**Assignment:** The records that follow are to be reproduced exactly. Any pictures in them are left out.

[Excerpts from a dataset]
◇ ◇ ◇ ◇

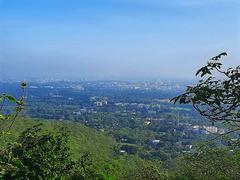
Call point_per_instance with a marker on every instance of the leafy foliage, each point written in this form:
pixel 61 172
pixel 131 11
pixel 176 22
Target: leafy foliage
pixel 215 97
pixel 35 156
pixel 209 163
pixel 18 107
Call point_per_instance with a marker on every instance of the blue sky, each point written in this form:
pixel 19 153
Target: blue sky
pixel 108 39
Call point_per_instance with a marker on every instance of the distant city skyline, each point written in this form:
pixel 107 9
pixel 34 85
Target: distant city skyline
pixel 115 39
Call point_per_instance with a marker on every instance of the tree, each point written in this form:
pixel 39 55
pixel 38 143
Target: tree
pixel 18 106
pixel 217 95
pixel 36 155
pixel 208 163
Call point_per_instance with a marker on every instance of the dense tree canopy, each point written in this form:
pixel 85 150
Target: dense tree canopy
pixel 217 95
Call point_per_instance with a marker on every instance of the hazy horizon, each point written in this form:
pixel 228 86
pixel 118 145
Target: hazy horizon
pixel 113 39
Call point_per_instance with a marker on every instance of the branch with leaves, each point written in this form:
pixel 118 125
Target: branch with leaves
pixel 18 108
pixel 217 95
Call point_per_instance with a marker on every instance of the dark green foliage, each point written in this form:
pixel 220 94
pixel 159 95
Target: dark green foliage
pixel 35 156
pixel 209 163
pixel 215 97
pixel 16 104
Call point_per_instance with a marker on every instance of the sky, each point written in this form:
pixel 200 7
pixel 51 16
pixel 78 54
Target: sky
pixel 115 39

◇ ◇ ◇ ◇

**Answer section:**
Call point_per_instance with a marker on every instance of the leafy foliage, each point written in this form:
pixel 61 172
pixel 131 11
pixel 176 22
Target: leafy foliage
pixel 215 97
pixel 35 156
pixel 209 163
pixel 18 107
Call point_per_instance with a marker on every instance of the blue sky, each point written in this form:
pixel 19 153
Target: blue sky
pixel 108 39
Call point_per_instance with a marker on every instance of the distant city skyline, each point written in this form:
pixel 107 9
pixel 34 85
Target: distant city skyline
pixel 115 39
Call point_per_instance with a marker on every instance of the tree, each point written in this form:
pixel 39 55
pixel 38 143
Target: tree
pixel 18 106
pixel 217 95
pixel 36 155
pixel 208 163
Call point_per_instance with a marker on every instance of the dense tree canopy, each point written in this form:
pixel 85 150
Target: dense tree canopy
pixel 217 95
Call point_per_instance with a marker on every instance of the hazy horizon, each point written in this form:
pixel 228 86
pixel 118 145
Target: hazy horizon
pixel 113 39
Call point_per_instance with a marker on every instance of the branch with leaves, each point written in this form:
pixel 118 125
Target: branch with leaves
pixel 18 108
pixel 217 95
Call point_per_instance with a marker on every instance of the dark green foliage, each point written in this form:
pixel 220 94
pixel 159 95
Target: dark green foliage
pixel 35 156
pixel 209 163
pixel 215 97
pixel 16 104
Call point_per_instance with a marker on every instance of the sky, each point written in this form:
pixel 200 7
pixel 51 16
pixel 78 54
Target: sky
pixel 115 39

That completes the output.